PROMPT
Can you copy out the data below line for line, changing nothing?

Entries listed in a dataset:
━━━━━━
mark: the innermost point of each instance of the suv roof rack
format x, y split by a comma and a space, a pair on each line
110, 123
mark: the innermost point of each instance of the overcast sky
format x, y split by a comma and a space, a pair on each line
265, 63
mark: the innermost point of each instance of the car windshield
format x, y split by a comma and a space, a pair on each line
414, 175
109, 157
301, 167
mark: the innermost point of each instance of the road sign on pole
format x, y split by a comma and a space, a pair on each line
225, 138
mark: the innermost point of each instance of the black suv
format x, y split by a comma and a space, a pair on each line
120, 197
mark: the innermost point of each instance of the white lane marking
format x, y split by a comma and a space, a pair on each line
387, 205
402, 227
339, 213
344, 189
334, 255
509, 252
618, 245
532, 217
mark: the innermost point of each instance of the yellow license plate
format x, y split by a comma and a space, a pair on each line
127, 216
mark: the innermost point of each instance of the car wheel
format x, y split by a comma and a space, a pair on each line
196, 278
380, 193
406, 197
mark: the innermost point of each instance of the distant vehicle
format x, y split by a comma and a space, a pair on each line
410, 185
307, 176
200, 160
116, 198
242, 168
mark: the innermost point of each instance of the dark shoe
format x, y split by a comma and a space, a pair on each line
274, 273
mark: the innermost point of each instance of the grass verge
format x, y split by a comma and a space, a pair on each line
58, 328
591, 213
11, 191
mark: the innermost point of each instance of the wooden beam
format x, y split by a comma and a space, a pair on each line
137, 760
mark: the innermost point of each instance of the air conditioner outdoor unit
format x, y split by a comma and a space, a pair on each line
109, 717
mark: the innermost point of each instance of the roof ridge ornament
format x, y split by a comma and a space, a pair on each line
━━━━━━
IN RESPONSE
mark: the innermost point of each instance of the suv roof rack
format x, y split by a comma and a space, a pair on each line
110, 123
mark: the innermost point of each instance of the overcast sky
format x, y split by a comma and a space, a pair on each line
265, 63
mark: the innermost point of each instance of the car windshield
format x, y split by a comma and a space, a pair on each line
414, 175
109, 157
301, 167
mark: the innermost point of each instance of the road sign on pole
format x, y split by a comma and a space, a pair on each line
225, 138
mark: the innermost point of each instance of the black suv
format x, y split by a comma and a space, a pair on each line
120, 197
mark: the innermost point of each instance of the white lane marking
format x, y split by a comma and a space, a pair on each line
387, 205
402, 227
339, 213
344, 189
334, 255
509, 252
618, 245
532, 217
mark: the innermost point of each instance of the yellow license plate
format x, y split by a comma and a space, a pair on each line
127, 216
mark: the innermost point of each instance of the car wheel
format x, y split by a comma and a space, a pair on each line
196, 278
380, 193
406, 197
mark: the innermost point of each instance of the distant vehicle
format x, y split by a comma and a space, a pair on each line
410, 185
307, 176
200, 160
116, 198
242, 168
mark: the innermost point of each instance of the dark shoe
format x, y split by a comma and a space, a pair on each line
274, 273
mark: the innermost point of each instance of the grass verge
format x, y split by a comma and a space, a pair on each line
58, 328
591, 213
11, 191
mark: the innermost point of each instance of the wooden beam
format x, y split by a comma and a space, a pair on each line
137, 760
mark: the innermost point of each instance of the air conditioner outdoor unit
format x, y split by a comma and a space, a pair on each line
109, 717
mark: the innermost point of each instance of the roof ridge ornament
format x, y split by a comma and a space, a pair on each line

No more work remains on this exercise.